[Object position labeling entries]
════════════════════
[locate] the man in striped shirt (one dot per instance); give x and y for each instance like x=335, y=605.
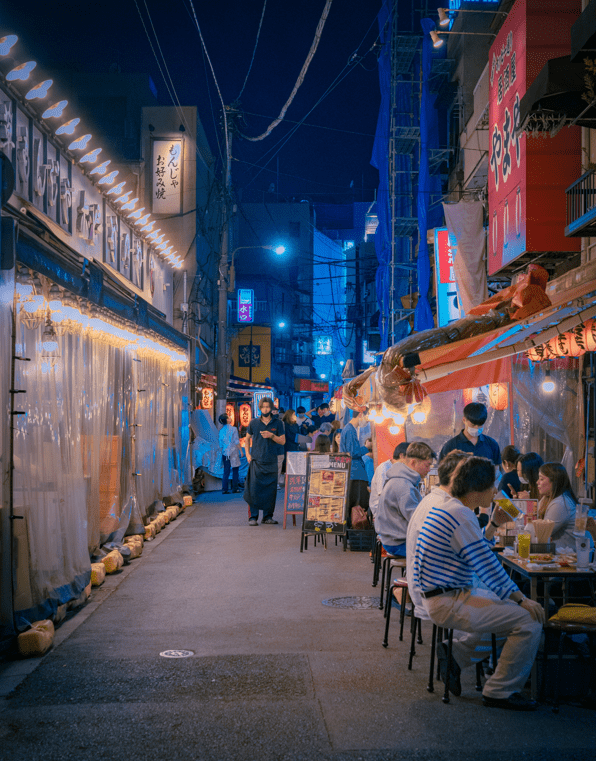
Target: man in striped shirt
x=450, y=549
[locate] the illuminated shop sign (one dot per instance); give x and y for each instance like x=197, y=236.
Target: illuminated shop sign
x=246, y=300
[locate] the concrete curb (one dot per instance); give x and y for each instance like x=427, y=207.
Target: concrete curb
x=12, y=673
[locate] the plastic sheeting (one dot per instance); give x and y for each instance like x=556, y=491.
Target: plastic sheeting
x=99, y=441
x=547, y=422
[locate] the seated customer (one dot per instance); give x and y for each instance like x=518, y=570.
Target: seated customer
x=527, y=470
x=380, y=476
x=510, y=483
x=449, y=551
x=557, y=502
x=401, y=496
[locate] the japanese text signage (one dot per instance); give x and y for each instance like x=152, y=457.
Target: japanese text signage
x=246, y=301
x=448, y=301
x=527, y=177
x=167, y=176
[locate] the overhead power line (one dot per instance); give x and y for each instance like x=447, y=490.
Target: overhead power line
x=300, y=80
x=254, y=51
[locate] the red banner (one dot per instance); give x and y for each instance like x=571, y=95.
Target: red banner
x=528, y=176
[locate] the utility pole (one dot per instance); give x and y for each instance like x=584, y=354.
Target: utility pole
x=221, y=365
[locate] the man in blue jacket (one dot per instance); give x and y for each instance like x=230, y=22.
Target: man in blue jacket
x=401, y=496
x=358, y=493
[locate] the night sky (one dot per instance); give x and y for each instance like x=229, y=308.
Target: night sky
x=321, y=160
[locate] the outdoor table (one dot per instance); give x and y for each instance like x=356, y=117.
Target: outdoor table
x=545, y=573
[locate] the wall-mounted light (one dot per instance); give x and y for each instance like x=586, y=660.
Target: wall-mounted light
x=109, y=178
x=91, y=157
x=548, y=386
x=101, y=168
x=68, y=128
x=40, y=90
x=55, y=110
x=80, y=144
x=21, y=72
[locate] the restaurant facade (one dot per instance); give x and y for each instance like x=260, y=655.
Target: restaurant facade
x=98, y=258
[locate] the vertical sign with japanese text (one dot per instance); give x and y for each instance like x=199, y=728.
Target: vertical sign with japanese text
x=167, y=176
x=527, y=176
x=448, y=301
x=246, y=300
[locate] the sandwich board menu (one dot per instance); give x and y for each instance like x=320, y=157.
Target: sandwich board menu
x=295, y=485
x=327, y=484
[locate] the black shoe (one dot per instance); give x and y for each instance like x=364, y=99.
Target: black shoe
x=514, y=702
x=454, y=674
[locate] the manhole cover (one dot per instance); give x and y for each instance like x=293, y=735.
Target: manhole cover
x=354, y=603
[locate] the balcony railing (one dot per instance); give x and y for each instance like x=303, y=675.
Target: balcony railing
x=581, y=207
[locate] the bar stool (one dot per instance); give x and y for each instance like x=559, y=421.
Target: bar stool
x=437, y=636
x=562, y=629
x=389, y=562
x=415, y=623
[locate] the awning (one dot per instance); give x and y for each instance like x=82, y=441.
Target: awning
x=555, y=99
x=583, y=34
x=476, y=361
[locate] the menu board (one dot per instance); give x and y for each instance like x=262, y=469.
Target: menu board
x=295, y=484
x=327, y=484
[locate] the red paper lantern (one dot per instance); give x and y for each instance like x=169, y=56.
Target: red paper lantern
x=498, y=395
x=589, y=333
x=468, y=395
x=245, y=415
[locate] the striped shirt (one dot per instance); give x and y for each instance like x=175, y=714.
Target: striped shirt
x=451, y=548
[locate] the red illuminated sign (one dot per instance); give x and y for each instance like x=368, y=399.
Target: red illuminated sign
x=528, y=176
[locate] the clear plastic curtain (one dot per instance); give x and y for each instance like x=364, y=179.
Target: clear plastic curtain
x=96, y=415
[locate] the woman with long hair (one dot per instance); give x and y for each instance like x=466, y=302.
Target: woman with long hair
x=557, y=502
x=527, y=470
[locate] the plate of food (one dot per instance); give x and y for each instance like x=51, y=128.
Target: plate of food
x=542, y=558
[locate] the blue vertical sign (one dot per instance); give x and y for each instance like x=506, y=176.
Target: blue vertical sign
x=448, y=301
x=246, y=299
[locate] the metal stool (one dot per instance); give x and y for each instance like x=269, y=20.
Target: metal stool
x=437, y=636
x=415, y=623
x=389, y=562
x=563, y=628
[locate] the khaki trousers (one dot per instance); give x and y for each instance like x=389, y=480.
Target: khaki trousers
x=480, y=612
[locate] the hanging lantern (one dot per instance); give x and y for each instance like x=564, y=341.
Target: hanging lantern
x=468, y=396
x=498, y=395
x=245, y=415
x=577, y=345
x=589, y=333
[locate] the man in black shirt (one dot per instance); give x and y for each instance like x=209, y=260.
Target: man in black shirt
x=264, y=436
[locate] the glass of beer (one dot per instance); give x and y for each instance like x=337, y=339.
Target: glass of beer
x=523, y=545
x=581, y=518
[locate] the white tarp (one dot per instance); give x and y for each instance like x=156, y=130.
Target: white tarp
x=465, y=220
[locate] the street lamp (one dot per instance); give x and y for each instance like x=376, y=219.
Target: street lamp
x=279, y=250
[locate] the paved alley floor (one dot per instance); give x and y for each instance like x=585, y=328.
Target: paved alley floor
x=274, y=674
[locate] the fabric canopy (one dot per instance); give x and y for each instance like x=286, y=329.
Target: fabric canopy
x=555, y=98
x=485, y=359
x=583, y=33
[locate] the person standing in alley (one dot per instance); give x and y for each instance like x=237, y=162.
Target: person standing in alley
x=229, y=443
x=265, y=434
x=358, y=493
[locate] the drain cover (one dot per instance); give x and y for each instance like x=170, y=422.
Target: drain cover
x=353, y=603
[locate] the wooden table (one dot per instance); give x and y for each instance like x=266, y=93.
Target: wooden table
x=546, y=574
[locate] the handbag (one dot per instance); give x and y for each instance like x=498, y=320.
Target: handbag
x=575, y=613
x=359, y=519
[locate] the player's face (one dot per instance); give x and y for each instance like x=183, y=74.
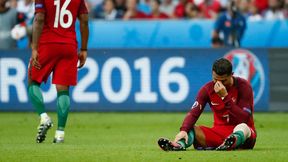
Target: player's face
x=226, y=80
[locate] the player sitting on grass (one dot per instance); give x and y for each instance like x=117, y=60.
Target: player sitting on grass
x=231, y=101
x=54, y=50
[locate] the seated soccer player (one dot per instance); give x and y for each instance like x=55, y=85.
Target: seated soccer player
x=231, y=101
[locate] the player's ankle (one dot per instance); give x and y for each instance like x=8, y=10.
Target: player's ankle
x=44, y=117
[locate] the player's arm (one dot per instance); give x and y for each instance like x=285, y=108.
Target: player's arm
x=196, y=110
x=84, y=30
x=193, y=115
x=36, y=32
x=242, y=110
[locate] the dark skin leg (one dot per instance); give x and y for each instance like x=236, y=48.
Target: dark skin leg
x=58, y=86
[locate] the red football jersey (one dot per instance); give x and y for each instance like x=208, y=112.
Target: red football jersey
x=237, y=107
x=60, y=17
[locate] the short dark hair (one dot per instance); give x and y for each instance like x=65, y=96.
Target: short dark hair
x=222, y=66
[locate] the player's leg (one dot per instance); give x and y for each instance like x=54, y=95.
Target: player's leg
x=194, y=135
x=240, y=134
x=167, y=145
x=63, y=106
x=64, y=75
x=35, y=77
x=209, y=138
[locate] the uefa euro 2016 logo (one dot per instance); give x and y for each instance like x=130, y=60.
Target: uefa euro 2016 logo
x=246, y=65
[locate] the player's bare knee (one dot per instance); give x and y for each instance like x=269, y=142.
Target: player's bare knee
x=61, y=87
x=244, y=128
x=200, y=136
════════════════════
Rewrite the lines from the one that has "[locate] the seated customer" through the one that has "x=254, y=51", requests included, scaling every x and y coordinate in the answers by 1.45 and rounding to whole numbers with halves going up. Keep the sample coordinates inside the requests unchanged.

[locate] the seated customer (one dot per instance); give x and y for each instance like x=518, y=570.
Target: seated customer
x=764, y=682
x=551, y=690
x=740, y=700
x=651, y=799
x=808, y=728
x=581, y=719
[locate] the japanese text signage (one dot per instance); give x and y for each instance like x=152, y=457.
Target: japanese text signage
x=357, y=436
x=650, y=436
x=764, y=257
x=242, y=255
[locate] the overhead power line (one dot per instance); give x and y for each instance like x=447, y=490.
Target: overhead power line
x=435, y=116
x=368, y=74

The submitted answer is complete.